● Exercise objective
Return all entries precisely as they stand, without the images.

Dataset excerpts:

++++

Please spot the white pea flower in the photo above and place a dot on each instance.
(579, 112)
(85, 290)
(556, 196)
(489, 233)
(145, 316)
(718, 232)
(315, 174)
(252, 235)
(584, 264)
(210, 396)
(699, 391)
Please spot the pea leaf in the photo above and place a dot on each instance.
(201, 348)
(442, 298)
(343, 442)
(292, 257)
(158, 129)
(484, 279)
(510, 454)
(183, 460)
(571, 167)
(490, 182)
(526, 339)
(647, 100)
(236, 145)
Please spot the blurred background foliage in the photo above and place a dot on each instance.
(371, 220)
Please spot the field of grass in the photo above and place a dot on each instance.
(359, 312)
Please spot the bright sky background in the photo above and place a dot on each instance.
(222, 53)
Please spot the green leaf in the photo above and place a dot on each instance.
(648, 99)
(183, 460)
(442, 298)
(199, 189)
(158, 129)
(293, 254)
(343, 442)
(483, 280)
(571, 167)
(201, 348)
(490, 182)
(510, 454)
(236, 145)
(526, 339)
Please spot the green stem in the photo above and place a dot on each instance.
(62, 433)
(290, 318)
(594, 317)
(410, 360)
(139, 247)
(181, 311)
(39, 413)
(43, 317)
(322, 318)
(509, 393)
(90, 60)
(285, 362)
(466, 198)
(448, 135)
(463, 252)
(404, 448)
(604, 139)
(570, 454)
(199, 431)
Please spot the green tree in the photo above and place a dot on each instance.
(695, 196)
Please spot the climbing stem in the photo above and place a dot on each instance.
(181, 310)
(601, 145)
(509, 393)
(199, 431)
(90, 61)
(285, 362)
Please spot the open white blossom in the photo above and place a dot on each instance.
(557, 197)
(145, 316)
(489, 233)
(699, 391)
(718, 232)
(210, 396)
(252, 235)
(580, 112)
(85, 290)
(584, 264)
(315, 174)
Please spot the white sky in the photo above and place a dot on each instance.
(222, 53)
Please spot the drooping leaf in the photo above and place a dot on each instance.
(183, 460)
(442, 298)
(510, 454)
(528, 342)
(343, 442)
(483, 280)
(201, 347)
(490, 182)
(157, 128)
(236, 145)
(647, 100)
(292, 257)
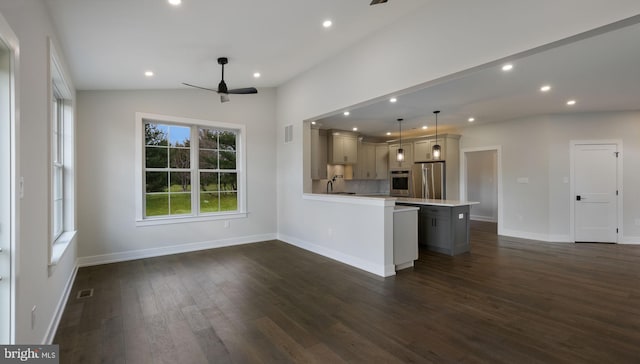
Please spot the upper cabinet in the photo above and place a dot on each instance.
(318, 154)
(372, 161)
(408, 156)
(343, 147)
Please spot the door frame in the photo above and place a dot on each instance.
(463, 176)
(572, 192)
(15, 185)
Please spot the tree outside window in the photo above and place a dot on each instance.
(174, 163)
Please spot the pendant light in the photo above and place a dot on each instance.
(400, 154)
(435, 152)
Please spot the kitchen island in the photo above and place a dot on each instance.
(443, 225)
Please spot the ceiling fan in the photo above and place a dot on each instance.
(222, 86)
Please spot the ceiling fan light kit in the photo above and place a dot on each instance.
(222, 86)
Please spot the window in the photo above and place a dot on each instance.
(189, 169)
(61, 159)
(57, 166)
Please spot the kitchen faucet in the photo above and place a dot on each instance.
(330, 183)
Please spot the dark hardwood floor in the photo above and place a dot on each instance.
(505, 302)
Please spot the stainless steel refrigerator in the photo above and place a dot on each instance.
(429, 180)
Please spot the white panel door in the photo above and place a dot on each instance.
(595, 184)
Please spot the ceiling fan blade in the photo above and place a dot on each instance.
(202, 88)
(243, 91)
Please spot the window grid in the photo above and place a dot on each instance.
(173, 167)
(57, 169)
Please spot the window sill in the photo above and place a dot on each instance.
(59, 247)
(187, 219)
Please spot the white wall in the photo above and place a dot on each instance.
(538, 148)
(106, 193)
(440, 39)
(482, 184)
(34, 287)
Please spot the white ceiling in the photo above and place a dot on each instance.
(601, 71)
(110, 43)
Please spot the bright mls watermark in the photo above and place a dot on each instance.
(45, 354)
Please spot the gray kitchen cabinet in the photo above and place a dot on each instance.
(372, 161)
(444, 229)
(382, 161)
(318, 154)
(343, 147)
(366, 167)
(408, 156)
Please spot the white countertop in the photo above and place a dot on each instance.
(401, 208)
(433, 202)
(384, 200)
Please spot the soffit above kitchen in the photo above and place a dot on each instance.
(598, 69)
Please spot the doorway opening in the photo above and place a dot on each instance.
(8, 215)
(480, 181)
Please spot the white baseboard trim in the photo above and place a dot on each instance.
(631, 240)
(482, 218)
(173, 249)
(377, 269)
(535, 236)
(62, 303)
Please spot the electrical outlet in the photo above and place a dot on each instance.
(33, 317)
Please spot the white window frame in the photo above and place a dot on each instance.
(62, 137)
(241, 212)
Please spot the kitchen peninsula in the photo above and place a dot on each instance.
(358, 230)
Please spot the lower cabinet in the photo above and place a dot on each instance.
(444, 229)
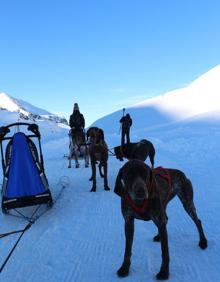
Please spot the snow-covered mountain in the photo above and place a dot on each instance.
(202, 96)
(27, 111)
(81, 238)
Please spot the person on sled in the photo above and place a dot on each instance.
(126, 123)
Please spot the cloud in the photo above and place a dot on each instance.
(118, 90)
(129, 101)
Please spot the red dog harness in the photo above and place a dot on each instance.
(163, 172)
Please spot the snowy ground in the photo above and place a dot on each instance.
(82, 237)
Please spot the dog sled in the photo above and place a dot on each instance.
(24, 180)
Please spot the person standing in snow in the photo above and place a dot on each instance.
(126, 123)
(76, 121)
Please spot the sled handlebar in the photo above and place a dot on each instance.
(31, 127)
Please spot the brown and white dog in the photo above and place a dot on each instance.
(145, 194)
(139, 150)
(98, 151)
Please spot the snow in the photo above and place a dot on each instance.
(81, 238)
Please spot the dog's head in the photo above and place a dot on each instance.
(134, 179)
(118, 153)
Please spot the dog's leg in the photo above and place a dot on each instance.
(123, 271)
(186, 197)
(93, 164)
(163, 274)
(86, 157)
(69, 166)
(151, 156)
(100, 170)
(106, 177)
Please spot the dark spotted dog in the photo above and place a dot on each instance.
(98, 151)
(140, 150)
(145, 194)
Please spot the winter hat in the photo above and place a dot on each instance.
(76, 107)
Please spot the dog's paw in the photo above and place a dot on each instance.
(162, 275)
(123, 271)
(203, 244)
(156, 238)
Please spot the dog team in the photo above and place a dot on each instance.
(144, 191)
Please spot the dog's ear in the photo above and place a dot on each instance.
(150, 175)
(119, 185)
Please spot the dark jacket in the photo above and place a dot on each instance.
(77, 120)
(126, 122)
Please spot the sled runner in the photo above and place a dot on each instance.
(24, 180)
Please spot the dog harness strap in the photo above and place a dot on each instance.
(136, 208)
(164, 172)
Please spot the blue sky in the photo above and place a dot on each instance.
(104, 54)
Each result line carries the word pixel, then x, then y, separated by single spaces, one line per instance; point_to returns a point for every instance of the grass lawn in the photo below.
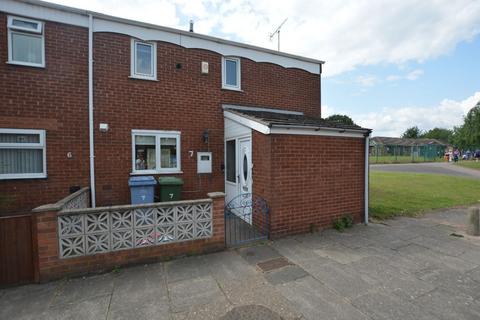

++++

● Result
Please spot the white pea flower in the photo above and place a dot on each instance.
(579, 112)
(85, 290)
(556, 196)
(489, 233)
(145, 316)
(718, 232)
(315, 174)
(252, 235)
(584, 264)
(210, 396)
(699, 391)
Please spot the pea leaf in the photo above and place a dot on each instance.
(201, 348)
(442, 298)
(343, 442)
(292, 257)
(158, 129)
(484, 279)
(510, 454)
(183, 460)
(571, 167)
(490, 182)
(526, 339)
(647, 100)
(236, 145)
Please spot the blurred background foliage in the photo above and place a dot on each instance.
(371, 220)
Please spot the field of grass in the photo above and place a dot on each instance.
(359, 312)
Please spot the bright sky background in the photo above and place a dot on each instance.
(222, 53)
Please spot the green leaf in the photo above and place a dot on each instance.
(648, 99)
(183, 460)
(442, 298)
(199, 189)
(158, 129)
(293, 254)
(343, 442)
(483, 280)
(571, 167)
(201, 348)
(490, 182)
(510, 454)
(236, 145)
(526, 339)
Please spot the green stem in the photo above and place a dot on each instance.
(62, 433)
(290, 318)
(594, 317)
(410, 360)
(139, 247)
(181, 311)
(39, 413)
(43, 317)
(322, 318)
(509, 393)
(90, 60)
(285, 362)
(466, 198)
(448, 135)
(463, 252)
(404, 448)
(604, 139)
(570, 454)
(199, 431)
Please spot the green tree in the photo above and place a dot on each instance.
(695, 196)
Please spot the climbing stem in the photo above and place a dot on each instance.
(181, 310)
(601, 145)
(509, 393)
(199, 431)
(90, 61)
(285, 362)
Please spot the open white blossom in the photo above and place a dot on each instance.
(557, 197)
(145, 316)
(489, 233)
(699, 391)
(718, 232)
(210, 396)
(252, 235)
(580, 112)
(85, 290)
(584, 264)
(315, 174)
Please spot the white sky in the photo above and place a dot on each instance.
(222, 53)
Please spot the drooping leaf in the photo above and place a dot on each instance.
(183, 460)
(442, 298)
(510, 454)
(528, 342)
(343, 442)
(483, 280)
(201, 347)
(490, 182)
(157, 128)
(236, 145)
(647, 100)
(292, 257)
Please spot the upper cabinet in the photo above and place a dot on each instance.
(318, 154)
(372, 161)
(408, 156)
(343, 147)
Please spot the door frame in the photo above and place a dot on each instance.
(463, 176)
(572, 192)
(15, 185)
Please spot the tree outside window in the photo above and place a dot on each instance.
(174, 163)
Please spot the pendant light in the photo above and place a dot on each instance.
(400, 154)
(435, 152)
Please spot the kitchen island in the photo above and place a dot on each instance.
(443, 225)
Please spot the ceiling fan in the photo above and place a dot on each instance.
(222, 86)
Please spot the ceiling fan light kit in the photo above and place a dot on each instance.
(222, 86)
Please spot the window in the photo above and place a dot on each instance.
(189, 169)
(61, 159)
(57, 166)
Please spot the kitchen faucet in the photo above and place a dot on each instance.
(330, 183)
Please spot the dark hardwood floor in the photo above and place a dot on each instance.
(505, 302)
Please spot the stainless steel refrigerator in the photo above and place a dot on each instance.
(429, 180)
Please spot the white panel door in the photo above and place a dot on each instance.
(595, 184)
Please spot the ceiling fan blade in the photo above and place a dot on each instance.
(202, 88)
(243, 91)
Please spot the window grid in the photo above and place a dot on each instance.
(173, 167)
(57, 169)
Please spot the window sill in the photo above and place a dot on each instance.
(59, 247)
(187, 219)
Please spot the white wall in the photo above and place a dot on each instance.
(538, 148)
(106, 193)
(440, 39)
(482, 184)
(34, 287)
Please spot the white ceiling in the photo above and place a dot on each instance.
(601, 71)
(110, 43)
Please spot the bright mls watermark in the photo above and place a dot on each instance.
(45, 354)
Please spot the gray kitchen cabinet in the photo above and place a dot on each instance.
(372, 161)
(444, 229)
(382, 161)
(318, 154)
(343, 147)
(366, 167)
(408, 156)
Please spot the white countertop in the photo above and place a dot on each instance.
(401, 208)
(433, 202)
(384, 200)
Please spot the soffit above kitchen in the photo above and place a dot on each instance.
(598, 69)
Please spot the doorway opening in the photo above and place a dot on each instance.
(8, 215)
(480, 181)
Please spot the white baseboard trim in the photo above and place a dot on each instance.
(631, 240)
(482, 218)
(173, 249)
(377, 269)
(535, 236)
(62, 303)
Please spot the electrical outlet in the photo above and place a dot on each instance.
(33, 317)
Please spot the white window frame in the photo above and place a dot on each instance.
(62, 137)
(241, 212)
Please spot the kitchen peninsula in the photo above and place a dot on each instance.
(358, 230)
Please spot the lower cabinet in the photo above and place a dot on each instance.
(444, 229)
Please spot the snow-covered mountain in the photo above and place a dot on each instance.
(202, 96)
(27, 111)
(81, 238)
Please spot the person on sled in the photo above and place a dot on each instance.
(126, 123)
Please spot the cloud in the photo above and place a dot on each instance.
(118, 90)
(129, 101)
Please spot the red dog harness in the photo above and place a dot on each instance.
(163, 172)
Please spot the snowy ground in the photo above and place a dot on each instance.
(82, 237)
Please spot the dog sled in the photo above and place a dot on each instance.
(24, 180)
Please spot the person standing in snow in the photo above and place a dot on each instance.
(126, 123)
(76, 121)
Please spot the sled handlebar in the photo above and place a dot on each instance.
(31, 127)
Please spot the brown and white dog in the photo above and place a dot on each instance.
(145, 194)
(139, 150)
(98, 151)
Please spot the snow in the photo above and place a dot on each instance.
(81, 238)
Please spot the dog's head in the photo above and place a dot on each instance.
(134, 179)
(118, 153)
Please spot the dog's leg in the photo above and place a dot on each instance.
(123, 271)
(186, 197)
(93, 164)
(163, 274)
(86, 157)
(69, 166)
(151, 156)
(100, 170)
(106, 177)
Please spot the dark spotted dog in the photo above and place a dot on each instance.
(98, 151)
(140, 150)
(145, 194)
Please spot the winter hat in the photo above and place a dot on each instance.
(76, 107)
Please spot the dog's paw in the photo above and place a dot on each instance.
(162, 275)
(123, 271)
(203, 244)
(156, 238)
Please spot the dog team in the photo above and place a dot on each instance.
(144, 191)
Please spot the dog's ear in the photo above and place a dot on each instance.
(150, 175)
(119, 185)
Please spot the dark jacket in the photo above and place a dot on each instance.
(77, 120)
(126, 122)
Please spot the sled runner in the photo above and place a dot on each instance.
(24, 180)
Please spot the dog harness strap in the photo above and place a dot on each instance.
(136, 208)
(164, 172)
Please spot the blue sky in the photo above and place a dot on each instance.
(104, 54)
Each result line carries the word pixel, then x, then y, separated by single spaces, one line per instance; point_to returns a point for every instance of the grass lawn in the photo below.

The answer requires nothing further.